▶ **What you have to do**
From the passage on Karl Georg Buchner, list every sibling named.

▶ **Provided passage**
▽
On this date in 1813, playwright and poet Karl Georg Buchner was born in Goddelau, Germany. The eldest child, his siblings included freethinkers Alexander and Ludwig (and Louise, Mathilde and Wilhelm). He studied medicine in Strasbourg and Gissen. An intense student of Spinoza’s writings, Buchner earned a doctorate in philosophy and lectured in natural history in Zurich, Switzerland. Having developed a passion for radical politics, for a short time he edited Der Hessische Landbote, a pamphlet with the well-known Revolutionary-era slogan “Peace to the Huts and War to the Palaces.”
Despite living only until age 23, Buchner gained a reputation as a powerful playwright and, though he only wrote one, novella author. He wrote the play “Leonce and Lena” (1838) and part of a play called “Woyzeck” (published posthumously in 1879). Some of his other plays have been lost, but “Danton’s Death” (1835), was a well-received work that depicted an atheistic Thomas Paine (whom he called “Payne”). “Danton’s Death” was written about two years before his own death and, by the author’s claim, was completed in less than five weeks.
While a political refugee in Zurich, he died of typhoid fever. In 1923 Buchner’s hometown of Darmstadt, Germany, created the Georg Buchner Prize for literature, which is still a prestigious award. D. 1837.
△
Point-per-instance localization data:
▽
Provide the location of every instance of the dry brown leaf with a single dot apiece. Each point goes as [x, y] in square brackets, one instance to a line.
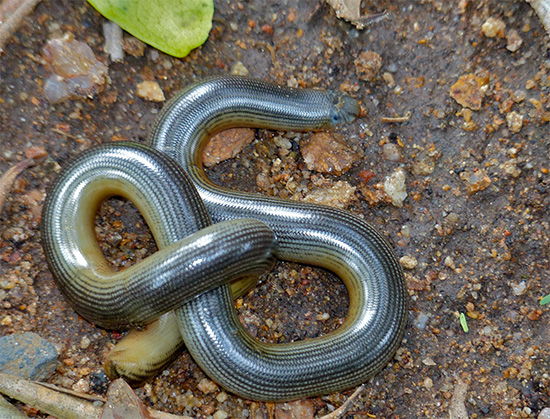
[9, 176]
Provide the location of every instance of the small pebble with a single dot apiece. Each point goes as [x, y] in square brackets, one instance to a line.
[150, 90]
[408, 262]
[475, 180]
[27, 355]
[388, 78]
[323, 316]
[207, 386]
[76, 70]
[299, 409]
[428, 383]
[133, 46]
[338, 194]
[84, 342]
[493, 27]
[510, 168]
[518, 288]
[468, 91]
[514, 121]
[395, 187]
[328, 153]
[82, 386]
[449, 262]
[519, 96]
[226, 144]
[35, 152]
[238, 69]
[421, 321]
[221, 414]
[113, 41]
[423, 164]
[514, 41]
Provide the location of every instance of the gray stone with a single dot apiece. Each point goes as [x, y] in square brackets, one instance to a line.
[27, 355]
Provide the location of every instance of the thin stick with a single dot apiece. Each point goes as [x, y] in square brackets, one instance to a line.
△
▶ **Exercise response**
Alexander, Ludwig, Louise, Mathilde, Wilhelm